# RECORDED INFORMATION
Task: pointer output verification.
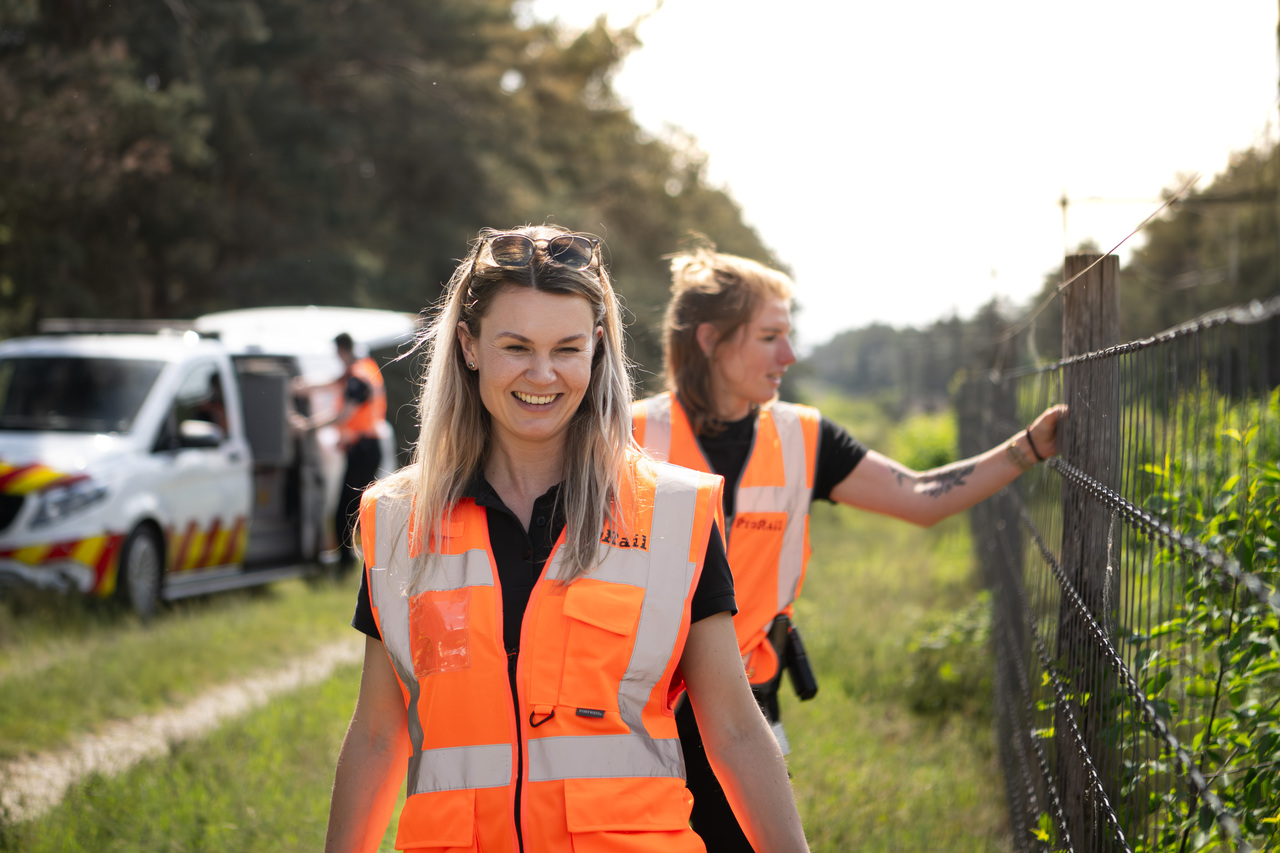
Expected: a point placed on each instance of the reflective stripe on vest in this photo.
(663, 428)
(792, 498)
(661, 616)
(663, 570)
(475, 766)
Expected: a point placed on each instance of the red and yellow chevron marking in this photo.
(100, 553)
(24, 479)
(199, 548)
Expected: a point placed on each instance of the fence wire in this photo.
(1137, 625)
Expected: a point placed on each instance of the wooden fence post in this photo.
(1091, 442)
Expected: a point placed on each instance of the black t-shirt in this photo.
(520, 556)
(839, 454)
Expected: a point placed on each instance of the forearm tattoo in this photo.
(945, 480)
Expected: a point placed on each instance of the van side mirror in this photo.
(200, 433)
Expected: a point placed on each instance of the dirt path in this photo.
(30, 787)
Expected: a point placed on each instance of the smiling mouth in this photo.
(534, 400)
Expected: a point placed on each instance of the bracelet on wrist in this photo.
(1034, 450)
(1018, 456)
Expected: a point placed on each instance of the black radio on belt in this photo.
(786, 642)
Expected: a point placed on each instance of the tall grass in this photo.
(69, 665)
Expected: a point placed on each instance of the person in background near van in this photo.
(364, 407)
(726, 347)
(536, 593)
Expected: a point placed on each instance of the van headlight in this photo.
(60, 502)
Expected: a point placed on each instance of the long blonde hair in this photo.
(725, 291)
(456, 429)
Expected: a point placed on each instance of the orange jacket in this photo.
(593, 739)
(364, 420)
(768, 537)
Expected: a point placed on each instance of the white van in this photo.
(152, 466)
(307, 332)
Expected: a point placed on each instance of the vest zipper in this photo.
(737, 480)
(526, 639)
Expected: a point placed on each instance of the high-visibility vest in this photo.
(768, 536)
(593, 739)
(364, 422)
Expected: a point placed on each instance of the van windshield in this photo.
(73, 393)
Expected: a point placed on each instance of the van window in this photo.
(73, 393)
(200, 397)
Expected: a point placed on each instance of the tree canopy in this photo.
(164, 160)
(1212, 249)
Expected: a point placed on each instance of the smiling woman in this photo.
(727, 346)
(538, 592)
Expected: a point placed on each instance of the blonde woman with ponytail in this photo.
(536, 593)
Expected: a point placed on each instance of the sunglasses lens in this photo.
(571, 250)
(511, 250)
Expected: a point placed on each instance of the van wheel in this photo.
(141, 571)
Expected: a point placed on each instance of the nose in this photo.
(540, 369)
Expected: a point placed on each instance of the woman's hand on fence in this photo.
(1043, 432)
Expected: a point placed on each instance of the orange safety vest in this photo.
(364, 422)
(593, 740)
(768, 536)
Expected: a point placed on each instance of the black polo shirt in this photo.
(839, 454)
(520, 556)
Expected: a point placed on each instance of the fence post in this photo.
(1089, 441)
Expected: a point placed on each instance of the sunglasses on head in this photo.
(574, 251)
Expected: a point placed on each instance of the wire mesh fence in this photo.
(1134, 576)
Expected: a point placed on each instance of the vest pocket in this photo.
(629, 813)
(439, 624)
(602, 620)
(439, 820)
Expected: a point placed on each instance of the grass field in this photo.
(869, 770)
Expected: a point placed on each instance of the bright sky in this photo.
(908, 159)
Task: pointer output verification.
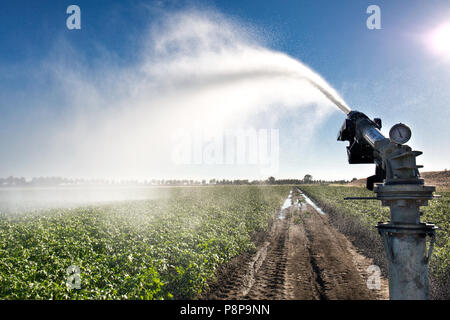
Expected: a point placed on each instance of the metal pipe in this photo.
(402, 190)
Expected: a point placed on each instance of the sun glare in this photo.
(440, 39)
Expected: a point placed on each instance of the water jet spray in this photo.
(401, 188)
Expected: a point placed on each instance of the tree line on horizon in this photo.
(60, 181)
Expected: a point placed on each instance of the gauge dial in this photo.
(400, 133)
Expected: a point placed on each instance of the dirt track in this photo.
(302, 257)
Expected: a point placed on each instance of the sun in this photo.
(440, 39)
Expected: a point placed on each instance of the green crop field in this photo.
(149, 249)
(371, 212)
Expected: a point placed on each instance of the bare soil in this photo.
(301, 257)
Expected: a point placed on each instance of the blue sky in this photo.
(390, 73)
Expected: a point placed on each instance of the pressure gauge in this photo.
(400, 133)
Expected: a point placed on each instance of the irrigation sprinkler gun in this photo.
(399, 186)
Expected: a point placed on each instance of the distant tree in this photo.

# THE TASK
Transcribe the full listing above exactly, with the images removed.

# RESULT OF THE TASK
Task: pointer output verification.
Expected: a point placed on each instance of the reflective stripe on vest in this photo.
(663, 428)
(792, 498)
(661, 616)
(663, 570)
(475, 766)
Expected: a point placed on each instance of the red and yellow chevron marking in this photo.
(100, 553)
(24, 479)
(199, 548)
Expected: a point placed on each instance of the fence wire in this photo.
(1137, 625)
Expected: a point placed on each instance of the wooden fence post in this photo.
(1091, 442)
Expected: a point placed on each instance of the black t-shirt in this photo.
(520, 556)
(839, 454)
Expected: a point placed on each instance of the forearm tattoo in this photo.
(945, 480)
Expected: a point placed on each instance of the van side mirror in this photo.
(200, 433)
Expected: a point placed on each instance of the dirt path in this photo.
(30, 787)
Expected: a point placed on each instance of the smiling mouth in this photo.
(534, 400)
Expected: a point placed on each instance of the bracelet on wrist in this photo.
(1034, 450)
(1018, 456)
Expected: a point placed on each instance of the black radio on belt in this photo.
(786, 642)
Expected: a point placed on each instance of the tall grass in this photo.
(69, 665)
Expected: a point placed on each instance of the person in background near van in this photo.
(364, 407)
(726, 347)
(536, 593)
Expected: a point placed on each instance of the van headlight in this photo.
(60, 502)
Expected: a point placed on each instance of the long blonde hair in this photo.
(725, 291)
(456, 429)
Expected: a point placed on each instance of the orange jacket in this photo.
(593, 739)
(364, 420)
(768, 537)
Expected: a point placed on each instance of the white van in this photo.
(152, 466)
(307, 332)
Expected: a point placed on each instance of the vest zipper in this photo.
(737, 480)
(526, 639)
Expected: a point placed on each instance of the high-visibility vest in this photo.
(768, 536)
(593, 739)
(364, 422)
Expected: a point placed on each instance of the van windshield in this photo.
(73, 393)
Expected: a point placed on each instance of the van window in this photo.
(73, 393)
(200, 397)
Expected: a point placed on each instance of the tree canopy in this photo.
(164, 160)
(1212, 249)
Expected: a point placed on each instance of the smiling woman in this photo.
(727, 346)
(538, 592)
Expected: a point placed on each instance of the blonde woman with ponytail in this photo.
(536, 593)
Expected: a point placed on each instance of the sunglasses lens in this photo.
(571, 250)
(511, 250)
Expected: a point placed on each instance of the van wheel in this photo.
(141, 571)
Expected: a point placed on each instance of the nose in this photo.
(540, 369)
Expected: a point placed on each instance of the woman's hand on fence in this photo.
(1043, 432)
Expected: a point placed on each instance of the orange safety vest in this photo.
(364, 422)
(593, 740)
(768, 536)
Expected: a point placed on each instance of the black polo shirt in this photo.
(839, 454)
(520, 556)
Expected: a point placed on each instance of the fence post in this photo.
(1089, 441)
Expected: a point placed on each instance of the sunglasses on head in this photo.
(574, 251)
Expected: a point placed on each instance of the wire mesh fence in this photo.
(1134, 576)
Expected: a point placed on each instance of the vest pocket in this photo.
(629, 813)
(439, 624)
(602, 620)
(439, 820)
Expected: a point placed on each instance of the grass field in this photo.
(869, 770)
Expected: a point placed on each instance of the bright sky in this photo.
(908, 159)
Task: pointer output verification.
Expected: a point placed on each instance of the metal pipe in this photo.
(402, 190)
Expected: a point placed on each instance of the sun glare in this photo.
(440, 39)
Expected: a point placed on each instance of the water jet spray in this photo.
(401, 188)
Expected: a point placed on each instance of the tree line on horizon in this photo.
(60, 181)
Expected: a point placed on each instance of the gauge dial in this photo.
(400, 133)
Expected: a point placed on each instance of the dirt track in this photo.
(302, 257)
Expected: a point placed on each instance of the sun in this photo.
(440, 39)
Expected: a point placed on each instance of the green crop field in this photo.
(149, 249)
(371, 212)
Expected: a point placed on each instance of the bare soil in this photo.
(301, 257)
Expected: a point placed on each instance of the blue sky in this photo.
(390, 73)
Expected: a point placed on each instance of the pressure gauge in this photo.
(400, 133)
Expected: a point placed on each instance of the irrigation sprinkler gun in this photo.
(399, 186)
Expected: a point placed on each instance of the distant tree in this photo.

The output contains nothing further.